» **The input**:
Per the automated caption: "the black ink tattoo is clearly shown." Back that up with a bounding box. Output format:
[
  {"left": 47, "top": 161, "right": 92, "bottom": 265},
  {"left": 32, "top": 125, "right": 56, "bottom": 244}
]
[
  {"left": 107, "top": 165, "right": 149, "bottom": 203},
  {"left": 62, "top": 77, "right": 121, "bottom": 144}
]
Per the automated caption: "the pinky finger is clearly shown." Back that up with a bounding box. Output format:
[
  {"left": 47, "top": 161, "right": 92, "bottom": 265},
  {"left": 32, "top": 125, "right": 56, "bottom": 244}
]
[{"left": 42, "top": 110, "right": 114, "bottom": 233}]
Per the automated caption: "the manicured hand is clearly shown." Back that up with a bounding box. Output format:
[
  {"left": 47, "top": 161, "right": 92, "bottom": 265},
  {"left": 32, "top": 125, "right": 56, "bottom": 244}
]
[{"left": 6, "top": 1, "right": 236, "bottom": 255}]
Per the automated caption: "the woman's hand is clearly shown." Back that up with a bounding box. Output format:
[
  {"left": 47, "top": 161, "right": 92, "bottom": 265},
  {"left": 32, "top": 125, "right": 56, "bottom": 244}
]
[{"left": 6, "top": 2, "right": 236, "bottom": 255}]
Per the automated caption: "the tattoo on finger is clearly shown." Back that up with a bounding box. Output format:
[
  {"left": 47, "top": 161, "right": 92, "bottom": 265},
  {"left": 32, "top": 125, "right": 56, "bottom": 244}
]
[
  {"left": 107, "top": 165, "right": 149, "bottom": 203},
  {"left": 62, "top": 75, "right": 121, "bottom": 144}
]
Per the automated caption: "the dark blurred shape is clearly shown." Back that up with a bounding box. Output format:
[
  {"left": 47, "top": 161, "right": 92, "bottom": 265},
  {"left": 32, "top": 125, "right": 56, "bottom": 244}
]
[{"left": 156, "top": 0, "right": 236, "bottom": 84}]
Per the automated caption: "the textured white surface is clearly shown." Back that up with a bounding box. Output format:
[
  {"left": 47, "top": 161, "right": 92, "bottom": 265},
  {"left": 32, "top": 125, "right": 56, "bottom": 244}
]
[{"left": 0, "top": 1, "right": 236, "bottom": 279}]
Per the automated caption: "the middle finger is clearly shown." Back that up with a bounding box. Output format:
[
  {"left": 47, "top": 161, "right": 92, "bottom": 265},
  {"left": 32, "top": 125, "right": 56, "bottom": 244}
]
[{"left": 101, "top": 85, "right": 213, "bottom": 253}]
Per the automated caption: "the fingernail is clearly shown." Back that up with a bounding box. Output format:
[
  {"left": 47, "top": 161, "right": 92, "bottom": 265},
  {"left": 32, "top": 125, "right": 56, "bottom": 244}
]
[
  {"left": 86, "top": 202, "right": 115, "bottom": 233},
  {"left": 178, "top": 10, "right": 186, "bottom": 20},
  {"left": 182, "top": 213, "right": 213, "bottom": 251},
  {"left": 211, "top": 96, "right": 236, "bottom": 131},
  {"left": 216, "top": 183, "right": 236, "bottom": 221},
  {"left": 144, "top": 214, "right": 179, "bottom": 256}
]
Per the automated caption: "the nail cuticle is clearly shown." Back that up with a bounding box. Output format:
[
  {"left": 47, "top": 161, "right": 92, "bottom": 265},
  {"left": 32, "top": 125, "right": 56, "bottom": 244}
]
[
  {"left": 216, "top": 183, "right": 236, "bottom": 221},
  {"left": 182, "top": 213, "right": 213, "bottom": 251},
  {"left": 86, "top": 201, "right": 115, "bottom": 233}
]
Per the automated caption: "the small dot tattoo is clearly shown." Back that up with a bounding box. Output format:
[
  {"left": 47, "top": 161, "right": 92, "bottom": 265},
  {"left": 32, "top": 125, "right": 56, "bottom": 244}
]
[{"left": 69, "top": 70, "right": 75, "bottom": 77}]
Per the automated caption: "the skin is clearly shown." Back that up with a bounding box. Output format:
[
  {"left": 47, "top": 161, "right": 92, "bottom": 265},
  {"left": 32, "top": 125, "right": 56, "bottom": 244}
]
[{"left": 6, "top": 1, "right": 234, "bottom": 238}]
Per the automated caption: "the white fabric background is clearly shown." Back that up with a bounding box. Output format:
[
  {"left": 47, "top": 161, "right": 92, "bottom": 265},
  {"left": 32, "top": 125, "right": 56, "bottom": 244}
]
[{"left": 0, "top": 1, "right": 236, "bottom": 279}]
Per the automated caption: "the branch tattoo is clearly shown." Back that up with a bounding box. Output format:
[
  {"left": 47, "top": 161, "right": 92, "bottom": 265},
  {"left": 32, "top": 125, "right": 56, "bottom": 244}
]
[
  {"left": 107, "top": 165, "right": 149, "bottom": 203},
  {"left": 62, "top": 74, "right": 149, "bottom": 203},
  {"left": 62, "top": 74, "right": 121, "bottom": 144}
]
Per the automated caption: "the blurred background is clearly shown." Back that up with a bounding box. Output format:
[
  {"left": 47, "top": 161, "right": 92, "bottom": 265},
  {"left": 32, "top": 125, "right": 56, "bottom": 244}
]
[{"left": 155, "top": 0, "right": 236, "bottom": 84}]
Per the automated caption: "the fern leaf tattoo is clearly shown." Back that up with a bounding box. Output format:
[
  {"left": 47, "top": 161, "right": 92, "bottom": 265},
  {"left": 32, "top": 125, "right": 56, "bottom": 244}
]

» **What to do**: Pick out every line in the records that contains the word "white". Case counts.

» **Completed task**:
Per the automated caption: "the textured white surface is clearly shown." Back that up with a bounding box. Output format:
Per the automated caption: "the white fabric background is clearly shown." Back that up with a bounding box. Output format:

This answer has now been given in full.